**Given task:** Reproduce the rows below verbatim, starting with the very first line and ending with the line that contains "pixel 321 231", with both of those lines included.

>> START

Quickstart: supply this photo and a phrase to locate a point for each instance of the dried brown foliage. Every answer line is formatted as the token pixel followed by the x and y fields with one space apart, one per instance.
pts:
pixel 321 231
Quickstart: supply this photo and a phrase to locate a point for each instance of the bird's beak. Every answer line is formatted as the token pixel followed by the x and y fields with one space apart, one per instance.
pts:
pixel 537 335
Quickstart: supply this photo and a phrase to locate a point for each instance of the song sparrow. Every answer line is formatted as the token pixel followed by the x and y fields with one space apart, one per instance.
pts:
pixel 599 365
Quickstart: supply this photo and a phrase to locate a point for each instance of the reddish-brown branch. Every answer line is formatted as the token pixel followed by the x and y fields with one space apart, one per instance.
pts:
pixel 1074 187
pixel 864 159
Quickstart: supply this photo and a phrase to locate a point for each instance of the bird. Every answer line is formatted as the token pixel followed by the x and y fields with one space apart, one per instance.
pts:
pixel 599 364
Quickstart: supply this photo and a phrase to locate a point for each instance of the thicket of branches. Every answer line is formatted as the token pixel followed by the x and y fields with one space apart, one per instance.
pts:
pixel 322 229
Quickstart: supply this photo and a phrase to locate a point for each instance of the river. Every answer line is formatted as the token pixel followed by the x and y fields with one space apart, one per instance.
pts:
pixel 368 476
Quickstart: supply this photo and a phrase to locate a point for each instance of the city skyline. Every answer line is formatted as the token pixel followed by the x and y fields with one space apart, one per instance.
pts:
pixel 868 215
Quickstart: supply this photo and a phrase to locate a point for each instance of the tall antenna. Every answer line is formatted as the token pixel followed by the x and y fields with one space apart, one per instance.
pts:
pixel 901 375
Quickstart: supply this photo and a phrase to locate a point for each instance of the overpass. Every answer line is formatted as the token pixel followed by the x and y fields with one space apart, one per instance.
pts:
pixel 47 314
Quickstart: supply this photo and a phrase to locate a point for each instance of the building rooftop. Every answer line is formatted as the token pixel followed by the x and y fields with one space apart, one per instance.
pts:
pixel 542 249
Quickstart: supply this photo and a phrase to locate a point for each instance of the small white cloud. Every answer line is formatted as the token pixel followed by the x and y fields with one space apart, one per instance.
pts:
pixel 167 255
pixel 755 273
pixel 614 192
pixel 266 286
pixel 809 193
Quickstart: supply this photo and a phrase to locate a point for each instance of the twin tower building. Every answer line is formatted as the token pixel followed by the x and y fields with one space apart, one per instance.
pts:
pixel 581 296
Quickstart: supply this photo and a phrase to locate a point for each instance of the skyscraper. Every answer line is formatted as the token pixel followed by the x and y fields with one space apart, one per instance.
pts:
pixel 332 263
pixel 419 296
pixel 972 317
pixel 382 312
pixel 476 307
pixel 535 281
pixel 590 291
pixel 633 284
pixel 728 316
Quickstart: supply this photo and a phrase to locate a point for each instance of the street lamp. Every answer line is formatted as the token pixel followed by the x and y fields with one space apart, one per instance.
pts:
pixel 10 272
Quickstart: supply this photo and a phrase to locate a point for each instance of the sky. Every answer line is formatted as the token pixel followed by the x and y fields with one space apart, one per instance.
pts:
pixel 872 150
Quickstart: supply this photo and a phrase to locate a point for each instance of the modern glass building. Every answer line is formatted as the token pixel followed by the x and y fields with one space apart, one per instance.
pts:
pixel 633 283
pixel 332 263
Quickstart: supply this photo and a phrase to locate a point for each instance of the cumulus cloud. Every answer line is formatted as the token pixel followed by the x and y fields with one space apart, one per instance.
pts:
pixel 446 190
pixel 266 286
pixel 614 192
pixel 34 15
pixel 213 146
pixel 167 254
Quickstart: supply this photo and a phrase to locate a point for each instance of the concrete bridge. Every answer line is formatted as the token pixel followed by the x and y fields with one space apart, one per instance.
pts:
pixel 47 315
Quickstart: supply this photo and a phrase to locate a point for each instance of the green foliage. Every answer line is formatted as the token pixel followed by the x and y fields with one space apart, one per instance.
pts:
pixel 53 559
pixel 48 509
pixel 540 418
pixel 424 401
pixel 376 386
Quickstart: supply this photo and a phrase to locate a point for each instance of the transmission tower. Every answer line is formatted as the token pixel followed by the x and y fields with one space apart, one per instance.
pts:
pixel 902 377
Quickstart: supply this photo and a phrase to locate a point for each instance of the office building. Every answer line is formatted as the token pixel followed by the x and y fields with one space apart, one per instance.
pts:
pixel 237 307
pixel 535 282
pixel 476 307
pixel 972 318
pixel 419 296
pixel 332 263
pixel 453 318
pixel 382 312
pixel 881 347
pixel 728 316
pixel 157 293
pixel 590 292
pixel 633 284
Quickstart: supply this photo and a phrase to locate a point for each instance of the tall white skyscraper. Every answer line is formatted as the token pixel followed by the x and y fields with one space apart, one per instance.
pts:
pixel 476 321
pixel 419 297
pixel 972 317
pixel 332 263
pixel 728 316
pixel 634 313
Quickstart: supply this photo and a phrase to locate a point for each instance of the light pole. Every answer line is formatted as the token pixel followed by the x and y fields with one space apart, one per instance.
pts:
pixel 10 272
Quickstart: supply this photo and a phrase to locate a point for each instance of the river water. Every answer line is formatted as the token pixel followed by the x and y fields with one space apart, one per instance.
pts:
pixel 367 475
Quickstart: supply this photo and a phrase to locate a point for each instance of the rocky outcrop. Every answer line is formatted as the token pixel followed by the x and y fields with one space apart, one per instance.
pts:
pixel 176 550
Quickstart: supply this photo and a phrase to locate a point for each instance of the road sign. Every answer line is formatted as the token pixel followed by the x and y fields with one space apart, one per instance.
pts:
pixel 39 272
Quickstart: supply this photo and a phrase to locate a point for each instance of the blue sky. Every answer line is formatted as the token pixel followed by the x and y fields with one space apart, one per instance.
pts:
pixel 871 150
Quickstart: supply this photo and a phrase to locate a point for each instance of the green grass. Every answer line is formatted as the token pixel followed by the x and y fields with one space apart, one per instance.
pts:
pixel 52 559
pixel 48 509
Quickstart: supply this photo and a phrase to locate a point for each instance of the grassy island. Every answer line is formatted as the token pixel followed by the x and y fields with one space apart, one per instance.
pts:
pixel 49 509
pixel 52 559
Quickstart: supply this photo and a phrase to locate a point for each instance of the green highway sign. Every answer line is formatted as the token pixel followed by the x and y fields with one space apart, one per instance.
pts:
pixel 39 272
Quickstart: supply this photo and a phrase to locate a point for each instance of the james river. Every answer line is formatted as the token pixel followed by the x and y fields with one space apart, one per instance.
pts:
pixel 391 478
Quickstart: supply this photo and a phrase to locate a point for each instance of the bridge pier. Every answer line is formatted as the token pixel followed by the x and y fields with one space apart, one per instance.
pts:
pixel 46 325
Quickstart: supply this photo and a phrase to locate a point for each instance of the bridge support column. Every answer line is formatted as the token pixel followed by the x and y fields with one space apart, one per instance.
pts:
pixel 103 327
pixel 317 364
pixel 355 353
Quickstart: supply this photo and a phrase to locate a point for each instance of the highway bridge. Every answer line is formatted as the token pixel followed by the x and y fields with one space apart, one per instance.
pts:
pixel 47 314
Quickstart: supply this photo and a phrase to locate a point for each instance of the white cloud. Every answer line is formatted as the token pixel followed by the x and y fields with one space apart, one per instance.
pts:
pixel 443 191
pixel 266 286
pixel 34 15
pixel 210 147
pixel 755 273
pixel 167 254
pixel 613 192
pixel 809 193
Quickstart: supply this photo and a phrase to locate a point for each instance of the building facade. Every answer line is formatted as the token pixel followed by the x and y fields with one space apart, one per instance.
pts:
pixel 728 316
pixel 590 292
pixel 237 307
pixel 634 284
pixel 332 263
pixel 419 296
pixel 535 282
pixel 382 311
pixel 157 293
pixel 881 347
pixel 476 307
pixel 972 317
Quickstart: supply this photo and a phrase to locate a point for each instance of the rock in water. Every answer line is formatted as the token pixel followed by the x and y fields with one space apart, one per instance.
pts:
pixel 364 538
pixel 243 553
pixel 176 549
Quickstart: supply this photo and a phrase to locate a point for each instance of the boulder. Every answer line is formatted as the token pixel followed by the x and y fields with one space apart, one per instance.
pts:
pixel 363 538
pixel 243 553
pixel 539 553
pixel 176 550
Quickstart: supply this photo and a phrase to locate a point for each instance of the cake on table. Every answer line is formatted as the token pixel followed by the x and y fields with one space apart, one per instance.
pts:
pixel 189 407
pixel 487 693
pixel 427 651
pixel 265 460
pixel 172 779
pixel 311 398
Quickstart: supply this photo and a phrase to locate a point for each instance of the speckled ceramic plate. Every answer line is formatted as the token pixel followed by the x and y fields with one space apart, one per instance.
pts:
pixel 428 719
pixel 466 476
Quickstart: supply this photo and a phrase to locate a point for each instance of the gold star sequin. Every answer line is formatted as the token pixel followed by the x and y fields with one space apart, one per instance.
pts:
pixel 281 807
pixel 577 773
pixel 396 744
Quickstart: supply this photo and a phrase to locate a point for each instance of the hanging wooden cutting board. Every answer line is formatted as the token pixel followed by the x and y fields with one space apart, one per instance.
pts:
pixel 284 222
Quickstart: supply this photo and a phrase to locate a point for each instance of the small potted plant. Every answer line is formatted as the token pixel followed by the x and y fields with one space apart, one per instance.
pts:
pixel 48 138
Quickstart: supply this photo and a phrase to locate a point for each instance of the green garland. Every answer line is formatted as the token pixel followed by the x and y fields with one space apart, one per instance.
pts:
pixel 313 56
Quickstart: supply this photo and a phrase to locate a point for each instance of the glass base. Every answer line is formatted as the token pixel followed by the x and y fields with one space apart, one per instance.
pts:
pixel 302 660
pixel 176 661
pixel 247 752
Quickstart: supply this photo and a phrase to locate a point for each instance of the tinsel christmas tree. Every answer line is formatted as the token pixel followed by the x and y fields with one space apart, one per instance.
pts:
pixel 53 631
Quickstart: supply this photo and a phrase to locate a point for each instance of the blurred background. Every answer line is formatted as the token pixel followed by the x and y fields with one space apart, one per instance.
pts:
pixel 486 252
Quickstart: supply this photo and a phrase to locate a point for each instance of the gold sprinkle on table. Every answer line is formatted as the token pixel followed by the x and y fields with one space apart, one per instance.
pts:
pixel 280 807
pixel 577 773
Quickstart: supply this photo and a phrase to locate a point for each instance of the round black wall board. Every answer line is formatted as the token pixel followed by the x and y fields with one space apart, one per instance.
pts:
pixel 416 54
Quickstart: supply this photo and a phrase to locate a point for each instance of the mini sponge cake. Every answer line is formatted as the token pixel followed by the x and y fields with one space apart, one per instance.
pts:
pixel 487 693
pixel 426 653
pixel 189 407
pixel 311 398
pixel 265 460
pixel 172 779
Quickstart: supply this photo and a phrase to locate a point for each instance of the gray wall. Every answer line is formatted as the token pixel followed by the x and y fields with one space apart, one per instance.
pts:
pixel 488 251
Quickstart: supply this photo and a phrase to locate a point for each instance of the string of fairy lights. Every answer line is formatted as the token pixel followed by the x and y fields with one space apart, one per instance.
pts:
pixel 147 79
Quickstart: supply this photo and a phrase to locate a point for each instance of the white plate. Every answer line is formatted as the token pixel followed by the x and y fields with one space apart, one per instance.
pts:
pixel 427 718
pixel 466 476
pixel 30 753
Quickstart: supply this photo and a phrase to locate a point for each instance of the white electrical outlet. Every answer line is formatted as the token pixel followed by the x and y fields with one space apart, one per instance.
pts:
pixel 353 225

>> END

**Reply:**
Quickstart: supply this photo and a phrase to locate a point for each instance of the dried brown foliage. Every answer line is formatted as the token pixel followed by the x and y fields with one space apart, one per instance.
pts:
pixel 321 231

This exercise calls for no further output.